Reading passage>

====

Shrine built in the spirit of Bibi Jawindi

The tomb of Bibi Jawindi (مقبرہ بی بی جیوندی) is one of the five monuments in Uch Sharif, Punjab, Pakistan, that are on the tentative list of the UNESCO World Heritage Sites. Dating back to the 15th century, the shrine was built in the spirit of the historical Sufi premier Bibi Jawindi of the Suhrawardiyyah order, a strictly hegemonistic Sunni school of theosophical thought which puts particular emphasis on the Shafi’i school of classical jurisprudence in the context of its interpretation of the Sharia. Bibi Jawindi was great-granddaughter to Jahaniyan Jahangasht, a famous Sufi saint in his own right.

==Location==
The site is located in the south-west corner of Uch, a historical city founded by Alexander the Great, in the Bahawalpr state and Punjab province of Pakistan. Uch, locally known as Uch Sharif, is known as the home of the "shrine culture" because of its cultural significance and the presence of several monuments and shrines.

====

Items stored from a collection
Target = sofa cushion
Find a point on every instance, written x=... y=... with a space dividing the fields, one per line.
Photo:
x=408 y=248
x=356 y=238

====

Required action 1>
In the passage on the tomb of Bibi Jawindi, whose great-granddaughter was Bibi Jawindi?
Required action 2>
Write the next part of the passage on the tomb of Bibi Jawindi, picking up right after its final sentence.
The records can be left aside.

Expected answer 1>
Jahaniyan Jahangasht

Expected answer 2>
==Architecture==
Built of glazed bricks on an octagonal base with turrets on each of its eight corners, the tomb of Bibi Jawindi is considered one of the most ornate monuments in Uch. The exterior of the building has three tiers with the top one supporting a dome, while the interior is circular due to thick angled walls rising up two stories. Both the interior and exterior of the building are richly decorated with Islamic scriptures, carved timber, and bright blue and glazed white mosaic tiles. The base tier is supported by the eight tapering turrets in each corner. The compound enclosing the shrine is preserved in its original desert-like conditions and is mostly covered with cemented graves. The surrounding area is covered with green vegetation due to a network of river tributaries and canals crossing the area.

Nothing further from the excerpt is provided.